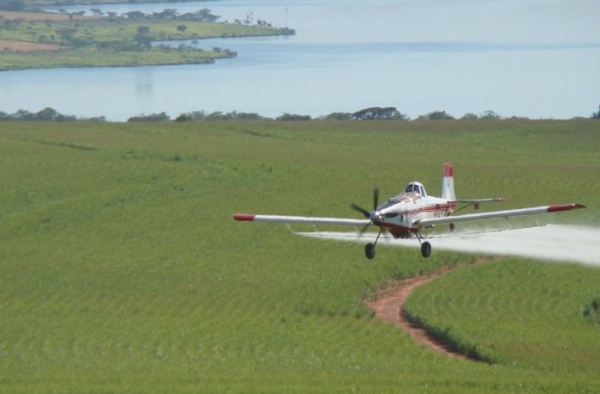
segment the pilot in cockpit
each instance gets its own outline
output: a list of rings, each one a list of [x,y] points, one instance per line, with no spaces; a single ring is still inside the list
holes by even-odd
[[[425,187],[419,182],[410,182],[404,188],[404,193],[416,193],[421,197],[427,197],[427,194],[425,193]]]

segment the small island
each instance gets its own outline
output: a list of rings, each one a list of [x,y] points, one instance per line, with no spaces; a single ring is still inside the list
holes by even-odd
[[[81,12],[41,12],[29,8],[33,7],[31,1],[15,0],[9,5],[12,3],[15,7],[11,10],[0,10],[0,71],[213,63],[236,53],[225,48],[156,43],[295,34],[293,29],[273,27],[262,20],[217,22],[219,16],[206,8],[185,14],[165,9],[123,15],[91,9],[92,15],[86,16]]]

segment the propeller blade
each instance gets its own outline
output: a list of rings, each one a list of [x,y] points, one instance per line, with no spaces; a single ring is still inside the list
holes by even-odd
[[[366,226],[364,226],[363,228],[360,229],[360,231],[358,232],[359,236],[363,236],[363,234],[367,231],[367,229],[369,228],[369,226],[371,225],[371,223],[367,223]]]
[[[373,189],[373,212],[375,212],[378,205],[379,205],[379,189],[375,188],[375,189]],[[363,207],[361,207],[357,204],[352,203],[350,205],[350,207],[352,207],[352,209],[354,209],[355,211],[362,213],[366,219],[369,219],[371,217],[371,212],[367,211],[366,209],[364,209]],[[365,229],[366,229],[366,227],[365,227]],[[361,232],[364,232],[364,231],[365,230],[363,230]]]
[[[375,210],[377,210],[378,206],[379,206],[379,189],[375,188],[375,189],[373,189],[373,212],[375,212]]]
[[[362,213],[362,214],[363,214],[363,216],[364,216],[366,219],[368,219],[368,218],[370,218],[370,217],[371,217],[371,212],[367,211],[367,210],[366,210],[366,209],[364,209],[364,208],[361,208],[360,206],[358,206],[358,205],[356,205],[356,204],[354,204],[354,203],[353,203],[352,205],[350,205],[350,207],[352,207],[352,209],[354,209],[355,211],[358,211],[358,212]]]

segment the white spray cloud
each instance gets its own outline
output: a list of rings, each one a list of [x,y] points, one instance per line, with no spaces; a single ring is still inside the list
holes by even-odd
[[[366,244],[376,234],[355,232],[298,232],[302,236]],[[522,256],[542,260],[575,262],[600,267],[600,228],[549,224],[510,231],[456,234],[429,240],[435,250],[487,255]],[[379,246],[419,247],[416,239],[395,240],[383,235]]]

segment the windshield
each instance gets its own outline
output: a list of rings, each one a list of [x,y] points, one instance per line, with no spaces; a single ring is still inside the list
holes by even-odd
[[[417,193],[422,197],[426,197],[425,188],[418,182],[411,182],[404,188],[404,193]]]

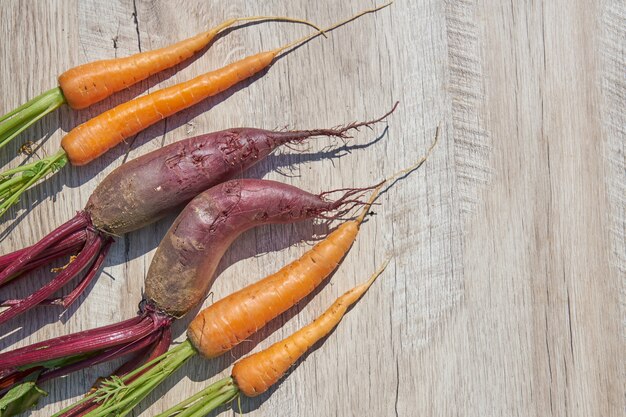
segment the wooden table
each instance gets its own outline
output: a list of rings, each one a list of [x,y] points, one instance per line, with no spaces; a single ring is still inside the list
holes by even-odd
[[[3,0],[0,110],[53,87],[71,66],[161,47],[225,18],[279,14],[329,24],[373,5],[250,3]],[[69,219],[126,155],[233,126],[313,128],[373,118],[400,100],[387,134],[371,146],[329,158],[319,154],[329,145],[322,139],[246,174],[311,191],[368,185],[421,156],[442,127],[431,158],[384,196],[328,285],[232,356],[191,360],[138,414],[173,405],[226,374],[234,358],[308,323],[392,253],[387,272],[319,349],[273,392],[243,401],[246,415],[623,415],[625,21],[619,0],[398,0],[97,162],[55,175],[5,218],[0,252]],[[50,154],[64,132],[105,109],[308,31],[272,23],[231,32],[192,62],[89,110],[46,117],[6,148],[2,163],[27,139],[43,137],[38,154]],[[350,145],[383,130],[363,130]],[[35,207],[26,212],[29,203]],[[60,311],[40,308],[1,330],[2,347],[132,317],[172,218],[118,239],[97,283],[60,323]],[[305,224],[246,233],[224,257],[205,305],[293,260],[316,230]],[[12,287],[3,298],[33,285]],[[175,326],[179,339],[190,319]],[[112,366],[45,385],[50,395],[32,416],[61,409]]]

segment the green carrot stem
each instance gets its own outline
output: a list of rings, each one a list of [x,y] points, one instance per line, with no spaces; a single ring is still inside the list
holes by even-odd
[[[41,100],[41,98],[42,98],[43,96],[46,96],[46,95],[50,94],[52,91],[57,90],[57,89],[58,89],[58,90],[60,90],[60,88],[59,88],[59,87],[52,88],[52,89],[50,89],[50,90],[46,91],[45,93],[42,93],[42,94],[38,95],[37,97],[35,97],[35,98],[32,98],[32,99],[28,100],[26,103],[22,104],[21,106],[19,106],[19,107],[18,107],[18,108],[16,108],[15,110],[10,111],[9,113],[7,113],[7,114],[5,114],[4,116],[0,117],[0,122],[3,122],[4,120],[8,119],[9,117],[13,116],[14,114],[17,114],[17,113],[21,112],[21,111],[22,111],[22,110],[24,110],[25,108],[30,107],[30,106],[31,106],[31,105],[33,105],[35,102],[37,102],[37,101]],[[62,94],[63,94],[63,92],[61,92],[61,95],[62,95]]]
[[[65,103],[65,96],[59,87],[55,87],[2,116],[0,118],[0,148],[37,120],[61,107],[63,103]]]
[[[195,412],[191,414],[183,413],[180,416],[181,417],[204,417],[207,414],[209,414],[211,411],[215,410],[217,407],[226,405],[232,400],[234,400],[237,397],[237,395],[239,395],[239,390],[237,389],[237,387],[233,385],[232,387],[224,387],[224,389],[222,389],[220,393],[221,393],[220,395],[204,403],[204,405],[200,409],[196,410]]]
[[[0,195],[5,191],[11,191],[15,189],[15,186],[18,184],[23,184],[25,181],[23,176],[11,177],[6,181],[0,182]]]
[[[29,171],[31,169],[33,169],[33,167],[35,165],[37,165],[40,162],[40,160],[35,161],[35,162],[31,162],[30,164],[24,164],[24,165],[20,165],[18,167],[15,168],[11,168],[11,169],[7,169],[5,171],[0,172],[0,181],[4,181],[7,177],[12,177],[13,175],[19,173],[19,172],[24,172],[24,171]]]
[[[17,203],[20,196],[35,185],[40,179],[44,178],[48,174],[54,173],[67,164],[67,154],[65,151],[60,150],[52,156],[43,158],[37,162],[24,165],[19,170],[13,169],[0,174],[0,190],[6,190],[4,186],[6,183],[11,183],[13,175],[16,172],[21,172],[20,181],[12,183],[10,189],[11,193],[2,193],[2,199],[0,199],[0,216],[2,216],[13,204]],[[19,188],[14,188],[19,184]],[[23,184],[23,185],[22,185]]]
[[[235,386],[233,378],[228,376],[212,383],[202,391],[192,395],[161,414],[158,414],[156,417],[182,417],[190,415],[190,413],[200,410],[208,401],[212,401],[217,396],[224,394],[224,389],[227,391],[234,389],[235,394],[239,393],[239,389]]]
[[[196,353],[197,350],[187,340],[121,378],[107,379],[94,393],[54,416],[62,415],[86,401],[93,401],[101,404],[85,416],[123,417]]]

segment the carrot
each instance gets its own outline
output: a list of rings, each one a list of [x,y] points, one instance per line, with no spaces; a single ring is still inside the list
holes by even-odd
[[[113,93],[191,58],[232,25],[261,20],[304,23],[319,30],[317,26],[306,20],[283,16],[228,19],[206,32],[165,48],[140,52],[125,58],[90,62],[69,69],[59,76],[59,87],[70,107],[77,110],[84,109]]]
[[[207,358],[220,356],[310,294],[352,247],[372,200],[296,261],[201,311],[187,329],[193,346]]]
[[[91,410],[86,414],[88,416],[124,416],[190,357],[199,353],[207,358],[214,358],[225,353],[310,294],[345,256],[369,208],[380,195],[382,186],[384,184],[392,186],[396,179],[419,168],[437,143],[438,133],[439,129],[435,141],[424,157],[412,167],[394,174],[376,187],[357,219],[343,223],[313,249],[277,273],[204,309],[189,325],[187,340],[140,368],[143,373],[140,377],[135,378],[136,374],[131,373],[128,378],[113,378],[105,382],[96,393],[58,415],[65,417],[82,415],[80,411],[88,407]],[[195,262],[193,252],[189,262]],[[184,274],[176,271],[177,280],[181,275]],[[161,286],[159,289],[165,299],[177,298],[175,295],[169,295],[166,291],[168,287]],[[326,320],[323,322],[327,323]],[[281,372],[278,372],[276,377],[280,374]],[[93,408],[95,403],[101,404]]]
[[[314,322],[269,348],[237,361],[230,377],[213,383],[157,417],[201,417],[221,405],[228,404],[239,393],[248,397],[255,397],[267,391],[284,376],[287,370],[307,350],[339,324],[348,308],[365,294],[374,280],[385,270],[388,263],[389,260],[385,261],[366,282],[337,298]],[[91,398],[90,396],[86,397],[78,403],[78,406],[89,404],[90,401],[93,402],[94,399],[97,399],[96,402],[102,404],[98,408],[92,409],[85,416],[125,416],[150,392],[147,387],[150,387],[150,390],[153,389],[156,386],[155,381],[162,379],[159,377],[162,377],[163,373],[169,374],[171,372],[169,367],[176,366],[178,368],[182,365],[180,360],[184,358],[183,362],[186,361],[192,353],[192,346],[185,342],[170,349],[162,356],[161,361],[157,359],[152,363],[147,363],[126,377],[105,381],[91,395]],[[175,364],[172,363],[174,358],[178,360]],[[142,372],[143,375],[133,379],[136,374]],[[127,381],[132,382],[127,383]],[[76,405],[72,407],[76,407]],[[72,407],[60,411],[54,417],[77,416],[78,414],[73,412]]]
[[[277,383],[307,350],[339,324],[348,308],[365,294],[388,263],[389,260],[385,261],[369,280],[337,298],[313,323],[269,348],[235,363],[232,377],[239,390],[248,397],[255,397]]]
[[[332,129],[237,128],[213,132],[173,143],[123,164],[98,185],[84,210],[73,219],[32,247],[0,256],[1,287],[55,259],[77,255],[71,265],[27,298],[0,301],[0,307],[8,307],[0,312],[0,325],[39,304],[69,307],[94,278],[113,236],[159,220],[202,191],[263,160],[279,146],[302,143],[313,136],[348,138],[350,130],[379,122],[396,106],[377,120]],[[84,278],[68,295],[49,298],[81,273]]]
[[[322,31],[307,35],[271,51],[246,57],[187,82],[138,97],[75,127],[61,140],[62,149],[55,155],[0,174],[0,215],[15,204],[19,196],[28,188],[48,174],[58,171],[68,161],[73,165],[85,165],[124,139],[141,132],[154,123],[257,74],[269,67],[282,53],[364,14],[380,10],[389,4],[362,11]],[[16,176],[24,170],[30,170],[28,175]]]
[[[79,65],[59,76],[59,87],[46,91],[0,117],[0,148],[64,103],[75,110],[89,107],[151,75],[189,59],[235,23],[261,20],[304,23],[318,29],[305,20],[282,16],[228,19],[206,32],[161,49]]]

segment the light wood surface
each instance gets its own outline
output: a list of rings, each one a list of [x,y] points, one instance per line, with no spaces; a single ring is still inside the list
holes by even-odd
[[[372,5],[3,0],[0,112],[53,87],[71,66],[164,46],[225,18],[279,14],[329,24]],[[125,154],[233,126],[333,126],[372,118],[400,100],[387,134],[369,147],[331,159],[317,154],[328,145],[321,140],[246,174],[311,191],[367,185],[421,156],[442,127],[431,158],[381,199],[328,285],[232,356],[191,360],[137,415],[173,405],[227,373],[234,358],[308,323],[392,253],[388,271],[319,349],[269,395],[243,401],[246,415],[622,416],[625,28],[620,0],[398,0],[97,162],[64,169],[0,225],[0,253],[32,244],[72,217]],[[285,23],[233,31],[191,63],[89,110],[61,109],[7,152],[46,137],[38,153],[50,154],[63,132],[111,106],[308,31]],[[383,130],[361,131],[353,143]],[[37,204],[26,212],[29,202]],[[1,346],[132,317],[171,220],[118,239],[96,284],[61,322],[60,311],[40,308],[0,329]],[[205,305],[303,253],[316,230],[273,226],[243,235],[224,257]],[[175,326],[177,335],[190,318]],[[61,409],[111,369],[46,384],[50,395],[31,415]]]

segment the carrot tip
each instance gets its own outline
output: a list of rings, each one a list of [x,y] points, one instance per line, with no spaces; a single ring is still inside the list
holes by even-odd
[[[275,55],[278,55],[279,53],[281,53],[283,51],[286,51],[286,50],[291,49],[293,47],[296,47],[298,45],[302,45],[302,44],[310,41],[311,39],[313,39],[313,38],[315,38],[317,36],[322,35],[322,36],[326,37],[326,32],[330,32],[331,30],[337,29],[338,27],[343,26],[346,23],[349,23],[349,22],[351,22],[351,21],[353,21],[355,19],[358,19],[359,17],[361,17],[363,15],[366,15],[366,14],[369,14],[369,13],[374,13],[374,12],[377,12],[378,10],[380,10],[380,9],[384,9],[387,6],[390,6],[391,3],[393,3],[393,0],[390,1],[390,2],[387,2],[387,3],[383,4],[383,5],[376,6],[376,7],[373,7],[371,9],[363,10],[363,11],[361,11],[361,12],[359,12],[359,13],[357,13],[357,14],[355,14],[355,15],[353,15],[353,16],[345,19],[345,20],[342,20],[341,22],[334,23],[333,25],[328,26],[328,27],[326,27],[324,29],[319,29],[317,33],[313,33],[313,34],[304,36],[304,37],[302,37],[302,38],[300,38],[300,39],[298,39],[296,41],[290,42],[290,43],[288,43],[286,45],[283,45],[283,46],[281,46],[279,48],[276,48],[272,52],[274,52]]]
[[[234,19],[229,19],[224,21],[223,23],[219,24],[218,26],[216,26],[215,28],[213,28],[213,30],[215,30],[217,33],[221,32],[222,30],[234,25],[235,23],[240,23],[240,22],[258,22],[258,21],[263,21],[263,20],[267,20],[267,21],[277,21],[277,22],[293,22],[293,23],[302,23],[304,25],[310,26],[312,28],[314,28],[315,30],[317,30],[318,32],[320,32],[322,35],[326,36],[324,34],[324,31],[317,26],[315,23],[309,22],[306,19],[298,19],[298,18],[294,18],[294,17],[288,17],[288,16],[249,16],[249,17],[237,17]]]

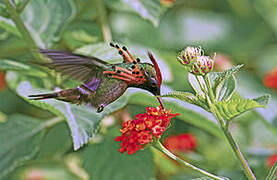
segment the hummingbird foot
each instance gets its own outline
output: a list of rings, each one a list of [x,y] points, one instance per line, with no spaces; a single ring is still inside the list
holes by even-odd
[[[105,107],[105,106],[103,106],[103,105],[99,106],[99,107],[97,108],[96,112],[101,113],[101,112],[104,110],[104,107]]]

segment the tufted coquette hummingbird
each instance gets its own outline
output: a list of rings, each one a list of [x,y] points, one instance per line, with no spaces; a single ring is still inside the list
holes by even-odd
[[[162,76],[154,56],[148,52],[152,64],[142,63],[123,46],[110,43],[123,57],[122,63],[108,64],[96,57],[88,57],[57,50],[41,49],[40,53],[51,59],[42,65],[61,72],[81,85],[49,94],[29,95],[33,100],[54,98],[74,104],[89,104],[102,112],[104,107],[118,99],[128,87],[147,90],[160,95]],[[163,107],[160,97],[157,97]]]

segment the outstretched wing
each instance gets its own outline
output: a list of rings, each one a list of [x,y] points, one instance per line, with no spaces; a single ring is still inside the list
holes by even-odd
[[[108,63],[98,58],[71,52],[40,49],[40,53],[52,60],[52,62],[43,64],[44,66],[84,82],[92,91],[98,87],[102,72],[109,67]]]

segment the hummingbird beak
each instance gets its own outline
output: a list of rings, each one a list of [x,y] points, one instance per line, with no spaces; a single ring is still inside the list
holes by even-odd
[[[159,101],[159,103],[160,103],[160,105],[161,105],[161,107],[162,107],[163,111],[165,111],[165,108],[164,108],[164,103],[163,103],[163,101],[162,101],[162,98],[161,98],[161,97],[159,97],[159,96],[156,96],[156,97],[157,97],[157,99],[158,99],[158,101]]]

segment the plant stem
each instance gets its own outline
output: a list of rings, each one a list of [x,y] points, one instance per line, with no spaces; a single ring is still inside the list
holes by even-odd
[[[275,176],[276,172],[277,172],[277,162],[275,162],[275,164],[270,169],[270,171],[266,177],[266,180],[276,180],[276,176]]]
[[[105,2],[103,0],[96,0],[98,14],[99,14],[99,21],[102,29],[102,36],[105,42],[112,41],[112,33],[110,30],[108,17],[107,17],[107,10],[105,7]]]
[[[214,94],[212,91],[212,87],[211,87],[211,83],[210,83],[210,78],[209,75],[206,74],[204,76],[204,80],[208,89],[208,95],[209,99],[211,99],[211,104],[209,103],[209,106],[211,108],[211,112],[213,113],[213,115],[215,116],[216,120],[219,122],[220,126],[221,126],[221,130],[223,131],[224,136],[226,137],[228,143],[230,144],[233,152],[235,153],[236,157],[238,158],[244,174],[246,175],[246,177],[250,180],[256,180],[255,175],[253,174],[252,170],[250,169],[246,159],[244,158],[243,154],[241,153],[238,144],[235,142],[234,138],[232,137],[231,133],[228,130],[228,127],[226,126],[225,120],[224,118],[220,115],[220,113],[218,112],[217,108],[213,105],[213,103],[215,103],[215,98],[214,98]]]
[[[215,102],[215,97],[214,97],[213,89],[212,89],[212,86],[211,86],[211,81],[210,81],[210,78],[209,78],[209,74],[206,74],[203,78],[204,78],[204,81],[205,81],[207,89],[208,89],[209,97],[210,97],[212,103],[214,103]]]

#### Goal of the exercise
Where the word "hummingbird" occurs in a line of the entries above, count that line, and reply with the total only.

#### Task solution
3